• _DIRECTIONS FOR THIS TASK_: Could you reproduce all of the entries below without a single change?

Saved data entries
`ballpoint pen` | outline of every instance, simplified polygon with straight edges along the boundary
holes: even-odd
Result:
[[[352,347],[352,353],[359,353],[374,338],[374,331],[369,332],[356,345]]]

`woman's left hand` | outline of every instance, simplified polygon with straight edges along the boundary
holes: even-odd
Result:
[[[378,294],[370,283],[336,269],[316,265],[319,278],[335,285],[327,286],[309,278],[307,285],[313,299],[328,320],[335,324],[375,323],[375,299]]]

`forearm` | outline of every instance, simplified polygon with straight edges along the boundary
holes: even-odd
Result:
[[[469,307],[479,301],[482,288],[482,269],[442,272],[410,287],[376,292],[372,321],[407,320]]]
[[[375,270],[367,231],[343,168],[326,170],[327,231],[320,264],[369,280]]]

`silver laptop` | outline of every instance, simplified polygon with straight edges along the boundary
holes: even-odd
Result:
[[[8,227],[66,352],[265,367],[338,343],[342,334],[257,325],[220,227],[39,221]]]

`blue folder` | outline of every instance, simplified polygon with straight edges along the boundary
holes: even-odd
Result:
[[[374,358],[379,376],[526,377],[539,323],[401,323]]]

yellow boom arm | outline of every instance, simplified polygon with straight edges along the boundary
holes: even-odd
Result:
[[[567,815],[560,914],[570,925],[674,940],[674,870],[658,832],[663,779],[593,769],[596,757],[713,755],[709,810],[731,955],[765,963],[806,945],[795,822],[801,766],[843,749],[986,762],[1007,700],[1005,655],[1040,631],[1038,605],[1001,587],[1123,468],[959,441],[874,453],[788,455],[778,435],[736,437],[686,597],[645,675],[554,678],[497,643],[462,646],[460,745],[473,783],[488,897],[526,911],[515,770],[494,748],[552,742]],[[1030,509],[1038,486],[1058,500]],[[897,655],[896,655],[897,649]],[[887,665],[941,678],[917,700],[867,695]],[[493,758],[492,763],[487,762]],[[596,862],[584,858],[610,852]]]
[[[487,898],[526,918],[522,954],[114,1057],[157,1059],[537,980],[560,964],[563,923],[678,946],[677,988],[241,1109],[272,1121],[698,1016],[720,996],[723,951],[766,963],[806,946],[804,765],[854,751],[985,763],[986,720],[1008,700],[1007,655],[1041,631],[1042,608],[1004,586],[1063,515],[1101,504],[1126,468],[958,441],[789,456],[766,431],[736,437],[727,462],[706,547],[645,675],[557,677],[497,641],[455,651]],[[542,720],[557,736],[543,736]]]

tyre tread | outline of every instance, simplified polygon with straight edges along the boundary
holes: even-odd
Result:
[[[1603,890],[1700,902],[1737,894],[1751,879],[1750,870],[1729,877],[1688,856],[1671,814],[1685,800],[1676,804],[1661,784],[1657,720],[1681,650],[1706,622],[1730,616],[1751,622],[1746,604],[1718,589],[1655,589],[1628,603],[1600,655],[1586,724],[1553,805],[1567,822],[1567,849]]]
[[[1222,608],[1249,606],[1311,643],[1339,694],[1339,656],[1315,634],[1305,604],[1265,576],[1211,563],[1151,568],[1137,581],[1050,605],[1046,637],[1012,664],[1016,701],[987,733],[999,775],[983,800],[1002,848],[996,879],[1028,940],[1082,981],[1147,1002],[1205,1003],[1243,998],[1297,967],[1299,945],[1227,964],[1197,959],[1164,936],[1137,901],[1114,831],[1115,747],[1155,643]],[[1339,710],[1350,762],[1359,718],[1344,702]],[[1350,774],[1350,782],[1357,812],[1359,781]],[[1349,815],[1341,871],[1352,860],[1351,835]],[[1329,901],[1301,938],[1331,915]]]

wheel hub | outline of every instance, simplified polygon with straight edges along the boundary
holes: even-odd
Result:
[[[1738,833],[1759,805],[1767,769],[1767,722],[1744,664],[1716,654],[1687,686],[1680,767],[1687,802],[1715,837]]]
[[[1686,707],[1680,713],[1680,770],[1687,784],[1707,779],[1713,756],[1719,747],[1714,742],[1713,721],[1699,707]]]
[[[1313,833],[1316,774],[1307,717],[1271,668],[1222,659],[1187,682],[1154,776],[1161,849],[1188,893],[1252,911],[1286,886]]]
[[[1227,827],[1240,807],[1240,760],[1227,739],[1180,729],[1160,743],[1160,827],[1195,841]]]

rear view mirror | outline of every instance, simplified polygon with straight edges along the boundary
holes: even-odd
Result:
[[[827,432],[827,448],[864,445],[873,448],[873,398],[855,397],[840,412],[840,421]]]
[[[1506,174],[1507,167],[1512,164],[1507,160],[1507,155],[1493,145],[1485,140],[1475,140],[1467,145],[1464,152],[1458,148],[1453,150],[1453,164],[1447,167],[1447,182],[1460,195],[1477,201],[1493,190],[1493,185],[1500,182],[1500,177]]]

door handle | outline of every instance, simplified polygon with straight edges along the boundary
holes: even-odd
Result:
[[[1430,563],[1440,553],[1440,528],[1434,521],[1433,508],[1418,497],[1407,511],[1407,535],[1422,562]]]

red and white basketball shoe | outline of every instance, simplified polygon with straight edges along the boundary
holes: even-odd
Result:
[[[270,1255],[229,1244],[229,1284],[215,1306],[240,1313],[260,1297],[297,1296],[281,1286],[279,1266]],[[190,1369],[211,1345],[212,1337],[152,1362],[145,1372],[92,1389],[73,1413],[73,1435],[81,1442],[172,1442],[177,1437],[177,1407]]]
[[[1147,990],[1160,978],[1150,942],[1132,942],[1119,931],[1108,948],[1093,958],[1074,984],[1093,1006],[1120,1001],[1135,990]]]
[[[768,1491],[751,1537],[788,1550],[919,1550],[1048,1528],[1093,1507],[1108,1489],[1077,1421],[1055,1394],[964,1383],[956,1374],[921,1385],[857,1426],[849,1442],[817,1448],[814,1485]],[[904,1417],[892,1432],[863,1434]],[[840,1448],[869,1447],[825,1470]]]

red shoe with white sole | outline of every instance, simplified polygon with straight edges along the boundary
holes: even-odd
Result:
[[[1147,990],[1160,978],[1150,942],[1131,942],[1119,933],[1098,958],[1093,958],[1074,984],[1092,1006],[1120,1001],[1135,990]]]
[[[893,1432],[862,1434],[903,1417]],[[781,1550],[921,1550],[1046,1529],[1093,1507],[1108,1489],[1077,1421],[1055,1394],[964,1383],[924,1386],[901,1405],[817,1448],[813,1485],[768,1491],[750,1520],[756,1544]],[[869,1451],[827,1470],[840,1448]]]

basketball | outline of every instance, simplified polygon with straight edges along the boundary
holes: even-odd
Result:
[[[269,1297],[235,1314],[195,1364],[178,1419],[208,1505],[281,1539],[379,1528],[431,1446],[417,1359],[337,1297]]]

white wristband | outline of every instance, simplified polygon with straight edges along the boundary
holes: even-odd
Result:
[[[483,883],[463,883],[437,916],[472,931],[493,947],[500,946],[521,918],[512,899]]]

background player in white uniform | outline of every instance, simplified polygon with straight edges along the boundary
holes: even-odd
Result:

• _OUTPUT_:
`ballpoint pen` | outline of every instance, simplified polygon with straight edges along the boundary
holes: even-odd
Result:
[[[352,347],[352,353],[359,353],[374,338],[374,331],[369,332],[356,345]]]

`woman's left hand` | outline of every instance, simplified polygon with straight edges along the boundary
holes: even-odd
Result:
[[[378,294],[370,283],[336,269],[316,265],[319,278],[335,285],[327,286],[309,278],[307,285],[313,299],[328,320],[335,324],[375,323],[375,299]]]

`forearm` | outline of every instance, simplified polygon with straight edges along the boundary
holes: even-odd
Result:
[[[469,307],[479,301],[482,288],[482,269],[442,272],[410,287],[376,292],[372,321],[407,320]]]
[[[375,270],[367,231],[343,168],[326,170],[327,231],[320,264],[369,280]]]

`silver laptop` | outline of every instance, simplified polygon with straight edges along the boundary
holes: even-odd
Result:
[[[8,227],[66,352],[265,367],[338,343],[342,334],[257,325],[220,227],[39,221]]]

`blue folder` | outline of every instance, simplified polygon with straight edges along the boundary
holes: even-odd
Result:
[[[374,358],[379,376],[526,377],[539,323],[401,323]]]

yellow boom arm | outline of every instance, simplified polygon with straight edges along the boundary
holes: even-odd
Result:
[[[567,815],[560,914],[570,925],[674,940],[674,870],[658,832],[663,779],[593,769],[596,757],[713,755],[709,810],[731,955],[765,963],[806,945],[795,822],[801,766],[843,749],[986,762],[1007,700],[1005,655],[1040,631],[1038,605],[1001,587],[1123,468],[959,441],[874,453],[788,455],[778,435],[736,437],[686,597],[645,675],[554,678],[497,643],[462,646],[460,745],[473,783],[488,897],[526,911],[515,770],[494,748],[552,742]],[[1030,509],[1038,486],[1058,500]],[[897,655],[896,655],[897,649]],[[887,665],[941,678],[917,700],[867,695]],[[493,758],[492,763],[487,762]],[[596,862],[584,858],[610,852]]]
[[[487,898],[526,918],[522,954],[114,1057],[157,1059],[537,980],[560,964],[563,923],[678,946],[677,988],[241,1109],[272,1121],[698,1016],[720,996],[723,951],[766,963],[806,946],[804,765],[854,751],[985,763],[986,720],[1008,700],[1007,655],[1041,631],[1042,608],[1004,586],[1063,515],[1101,504],[1126,468],[958,441],[789,456],[766,431],[736,437],[727,462],[706,547],[645,675],[557,677],[497,641],[455,651]],[[542,720],[557,736],[543,736]]]

tyre tread | outline of every instance, simplified polygon with straight edges along the boundary
holes: even-odd
Result:
[[[1603,890],[1700,902],[1737,894],[1751,879],[1750,870],[1729,877],[1688,856],[1671,814],[1685,800],[1676,804],[1661,784],[1657,720],[1681,650],[1706,622],[1730,616],[1751,622],[1746,604],[1718,589],[1655,589],[1628,603],[1600,655],[1586,724],[1553,805],[1567,822],[1567,849]]]
[[[1222,608],[1249,606],[1311,643],[1339,694],[1339,656],[1315,634],[1305,604],[1265,576],[1211,563],[1151,568],[1137,581],[1050,605],[1046,637],[1012,664],[1016,701],[987,733],[999,775],[983,800],[1002,848],[996,879],[1028,940],[1082,981],[1147,1002],[1205,1003],[1243,998],[1297,967],[1299,945],[1227,964],[1197,959],[1164,936],[1137,901],[1114,831],[1115,747],[1155,643]],[[1339,710],[1350,762],[1359,718],[1344,702]],[[1350,774],[1350,782],[1357,812],[1359,781]],[[1349,815],[1341,871],[1352,860],[1351,835]],[[1329,901],[1301,938],[1331,915]]]

wheel hub | outline of every instance, simplified polygon with straight edges along the boundary
holes: even-odd
Result:
[[[1738,833],[1759,805],[1767,769],[1767,722],[1744,664],[1716,654],[1687,686],[1680,767],[1687,802],[1715,837]]]
[[[1686,707],[1680,713],[1680,770],[1687,784],[1707,779],[1713,756],[1719,747],[1714,742],[1713,721],[1699,707]]]
[[[1313,833],[1316,774],[1307,717],[1271,668],[1222,659],[1187,682],[1154,776],[1161,849],[1188,893],[1252,911],[1286,886]]]
[[[1227,827],[1240,807],[1240,760],[1227,739],[1180,729],[1160,743],[1160,827],[1195,841]]]

rear view mirror | outline of every instance, simplified polygon with straight edges along the boundary
holes: even-odd
Result:
[[[827,432],[827,448],[864,445],[873,448],[873,398],[855,397],[840,412],[840,421]]]
[[[1506,174],[1507,167],[1512,164],[1507,160],[1507,155],[1493,145],[1485,140],[1475,140],[1467,145],[1464,152],[1458,148],[1453,150],[1453,164],[1447,167],[1447,182],[1460,195],[1477,201],[1493,190],[1493,185],[1500,182],[1500,177]]]

door handle | outline of every instance, simplified polygon with straight edges along the boundary
holes: even-odd
Result:
[[[1430,563],[1440,553],[1440,528],[1434,521],[1433,508],[1418,497],[1407,511],[1407,535],[1422,562]]]

red and white basketball shoe | outline of every instance, simplified polygon with straight edges along the boundary
holes: even-odd
Result:
[[[270,1255],[229,1244],[229,1284],[215,1306],[240,1313],[260,1297],[297,1296],[281,1286],[279,1266]],[[190,1369],[211,1345],[212,1337],[152,1362],[145,1372],[92,1389],[73,1413],[73,1435],[81,1442],[172,1442],[177,1437],[177,1407]]]
[[[1147,990],[1160,978],[1150,942],[1132,942],[1119,931],[1108,948],[1093,958],[1074,984],[1093,1006],[1120,1001],[1135,990]]]
[[[768,1491],[751,1537],[788,1550],[919,1550],[1048,1528],[1093,1507],[1108,1489],[1077,1421],[1055,1394],[964,1383],[956,1374],[921,1385],[857,1426],[849,1442],[817,1448],[814,1485]],[[904,1417],[892,1432],[863,1434]],[[840,1448],[869,1447],[825,1470]]]

red shoe with white sole | outline of every instance, simplified polygon with straight edges along the boundary
holes: even-odd
Result:
[[[1147,990],[1160,978],[1150,942],[1131,942],[1119,933],[1098,958],[1093,958],[1074,984],[1092,1006],[1120,1001],[1135,990]]]
[[[893,1432],[862,1434],[903,1417]],[[781,1550],[921,1550],[1046,1529],[1093,1507],[1108,1489],[1077,1421],[1055,1394],[964,1383],[924,1386],[901,1405],[817,1448],[813,1485],[768,1491],[750,1520],[756,1544]],[[869,1451],[827,1470],[840,1448]]]

basketball | outline of every instance, simplified polygon with straight edges along the boundary
holes: even-odd
Result:
[[[269,1297],[235,1314],[195,1364],[178,1419],[208,1505],[281,1539],[379,1528],[431,1446],[417,1359],[337,1297]]]

white wristband | outline of every instance, simplified polygon with straight edges along the boundary
holes: even-odd
Result:
[[[483,883],[463,883],[437,916],[472,931],[493,947],[500,946],[521,918],[512,899]]]

background player in white uniform | outline of every instance, simplified polygon with straight edges along the boundary
holes: even-odd
Result:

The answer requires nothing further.